START Excerpt

The man who nailed Lucifer
by George Augustine on 23 Jul 2011 10 Comments

Leo Panakal will go down in history as the man who drove a stake through Satan Lucifer’s heart. If you are a gentle ordinary soul who doesn’t know who Lucifer is or doesn’t care, don’t tread here, for Leo Panakal had little patience for the lot of you when he was alive. Nobody knew very well what he was talking about while he was alive, so the chances are that you would know less now that he is no more on this earth. But Leo Panakal’s legacy is going to live on much more than you or I can surmise.

 

Looking back at those times when he was alive and talking to me, I now realise I was being initiated into the world of words and their meanings and the origin of them all – the scriptures – when he was explaining the involvement of Cain and Abel in ostensibly the first homicide that took place in a temple between the altar and the house in the Old Testament. In common parlance, this realm of scriptures is the world of the occult where the layman is welcome only at his own peril. With no assurance of a fit burial that would secure a decent afterlife, not many faithful, including ordinary apostates, would venture. But it doesn’t matter, for a dead body is just a dead body, savam as opposed to sivam, as Panakal used to say.

 

For those who are still reading this without having an inkling of who Lucifer is: Lucifer is Satan, the worst conceivable demon, the supreme devil, the personification of evil, the originator of lies, deceit and fraud, and if there is anything worse than that, that too. It is difficult to conjure Lucifer in a world of grey, for he has devised a grey camouflage around him, virtually like James Bond’s car in ‘Die Another Day’, projecting the landscape behind the car on the viewing side, making it indiscernible.

 

Lucifer stands between the gods and you, and pretends to be the ultimate god. While blending himself thus in the environment, Lucifer projects the aura of the gods behind him on his viewing side. Lucifer falsely claims to be the supreme god and that is his fault or sin for which he is destined to fall like the shooting star, for he too is subject to gravity. “How art thou fallen from heaven, O Lucifer, son of the morning! how art thou cut down to the ground, …” Isaiah 14:12. (King James Version)

 

Typically, the scenario offers a challenge for the human hero to identify the wolf amongst the sheep, or the devil amongst the gods, the proverbial pretender. The devil is so well camouflaged in a spiritual blend that it is difficult to detect the fangs, horns and the tail. It is not supposed to be easy to identify the universal devil, for he pretends to be God, the perfection of goodness. Who is the devil who claims and pretends to be the only true god and sows so much evil on this earth? Who is the god who claims to have intervened in history by falling like a shooting star? Who is the fallen god called Lucifer in real life?

 

The publication of Panakal’s thesis ‘Jesus = Lucifer = The Devil’ was released in 1988 in his own journal ‘Insight’ in Kochi, Kerala, India. Established in 1971, Panakal’s journal ‘Insight’ was originally a mouthpiece of Traditionalist Catholics, funded by one of his brothers who was a priest in the US. ‘Insight’ came to a stop in 1974, when his research on a Hindu god on behalf of and for Traditionalist Catholics ended in a brief but painful personal disaster for Panakal and his immediate family. He had to be treated for schizophrenia for about six months. He confided in me years later that the commission he couldn’t accomplish for his sponsors was to prove that historically Krishna was a plagiarisation of Jesus Christ by the Hindus, which endeavour, however, enabled him a thorough and deep look at Hindu thought and literature.

END Excerpt
START Material for this task

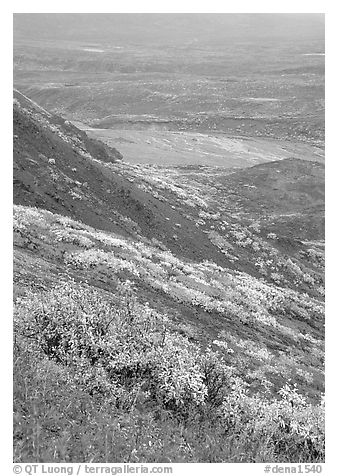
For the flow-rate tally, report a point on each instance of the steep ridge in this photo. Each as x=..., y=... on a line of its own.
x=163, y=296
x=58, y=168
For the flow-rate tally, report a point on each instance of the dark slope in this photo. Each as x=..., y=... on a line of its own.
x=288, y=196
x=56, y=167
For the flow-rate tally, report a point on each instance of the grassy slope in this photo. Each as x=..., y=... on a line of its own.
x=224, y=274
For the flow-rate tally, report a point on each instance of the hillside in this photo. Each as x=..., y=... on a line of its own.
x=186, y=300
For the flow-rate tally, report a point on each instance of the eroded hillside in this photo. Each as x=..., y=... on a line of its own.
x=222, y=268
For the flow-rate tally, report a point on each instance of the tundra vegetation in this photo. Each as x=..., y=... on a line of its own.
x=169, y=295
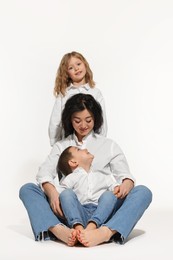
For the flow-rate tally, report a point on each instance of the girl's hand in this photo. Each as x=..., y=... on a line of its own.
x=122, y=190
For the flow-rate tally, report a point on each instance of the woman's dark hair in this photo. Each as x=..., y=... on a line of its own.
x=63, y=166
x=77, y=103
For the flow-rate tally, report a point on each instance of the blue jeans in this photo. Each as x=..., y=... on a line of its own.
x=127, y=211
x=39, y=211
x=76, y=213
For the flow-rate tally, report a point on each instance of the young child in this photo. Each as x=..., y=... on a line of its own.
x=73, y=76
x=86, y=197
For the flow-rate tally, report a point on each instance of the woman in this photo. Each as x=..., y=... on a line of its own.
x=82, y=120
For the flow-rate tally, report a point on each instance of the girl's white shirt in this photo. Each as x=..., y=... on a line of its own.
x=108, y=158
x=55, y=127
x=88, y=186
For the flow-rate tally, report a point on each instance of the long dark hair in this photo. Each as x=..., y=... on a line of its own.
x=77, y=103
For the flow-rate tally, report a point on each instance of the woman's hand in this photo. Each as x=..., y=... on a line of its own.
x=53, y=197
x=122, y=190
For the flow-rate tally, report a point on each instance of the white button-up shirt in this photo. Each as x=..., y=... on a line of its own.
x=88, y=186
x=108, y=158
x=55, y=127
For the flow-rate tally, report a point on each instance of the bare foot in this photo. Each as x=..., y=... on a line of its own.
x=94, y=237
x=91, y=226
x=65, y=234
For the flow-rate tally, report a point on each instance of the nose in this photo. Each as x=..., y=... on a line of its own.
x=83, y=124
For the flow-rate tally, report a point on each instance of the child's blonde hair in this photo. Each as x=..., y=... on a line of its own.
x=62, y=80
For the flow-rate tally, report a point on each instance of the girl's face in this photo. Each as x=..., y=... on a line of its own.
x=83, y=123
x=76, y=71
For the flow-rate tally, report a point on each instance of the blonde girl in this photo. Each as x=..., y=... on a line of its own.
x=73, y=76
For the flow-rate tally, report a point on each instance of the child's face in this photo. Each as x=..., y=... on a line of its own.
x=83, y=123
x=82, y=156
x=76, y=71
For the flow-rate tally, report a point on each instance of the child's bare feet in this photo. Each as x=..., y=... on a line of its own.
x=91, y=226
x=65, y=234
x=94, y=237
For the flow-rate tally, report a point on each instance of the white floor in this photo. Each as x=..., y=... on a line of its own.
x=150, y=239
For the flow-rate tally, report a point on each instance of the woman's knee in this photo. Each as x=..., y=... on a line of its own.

END Material for this task

Directives —
1. Reproduce the passage from the piece on Leo Panakal starting with "Lucifer stands between" and going on through "(King James Version)".
2. Convert the lines of the records starting with the line with "the girl's hand" and going on through the line with "x=82, y=120" into a numbered list, leaving out blank lines.

Expected outputs —
1.
Lucifer stands between the gods and you, and pretends to be the ultimate god. While blending himself thus in the environment, Lucifer projects the aura of the gods behind him on his viewing side. Lucifer falsely claims to be the supreme god and that is his fault or sin for which he is destined to fall like the shooting star, for he too is subject to gravity. “How art thou fallen from heaven, O Lucifer, son of the morning! how art thou cut down to the ground, …” Isaiah 14:12. (King James Version)

2.
1. For the flow-rate tally, report a point on each instance of the girl's hand in this photo. Each as x=..., y=... on a line of its own.
2. x=122, y=190
3. For the flow-rate tally, report a point on each instance of the woman's dark hair in this photo. Each as x=..., y=... on a line of its own.
4. x=63, y=166
5. x=77, y=103
6. For the flow-rate tally, report a point on each instance of the blue jeans in this photo. Each as x=..., y=... on a line of its own.
7. x=127, y=211
8. x=39, y=211
9. x=76, y=213
10. For the flow-rate tally, report a point on each instance of the young child in this photo. Each as x=..., y=... on a line of its own.
11. x=73, y=76
12. x=86, y=197
13. For the flow-rate tally, report a point on each instance of the woman in this photo. Each as x=..., y=... on a line of its own.
14. x=82, y=120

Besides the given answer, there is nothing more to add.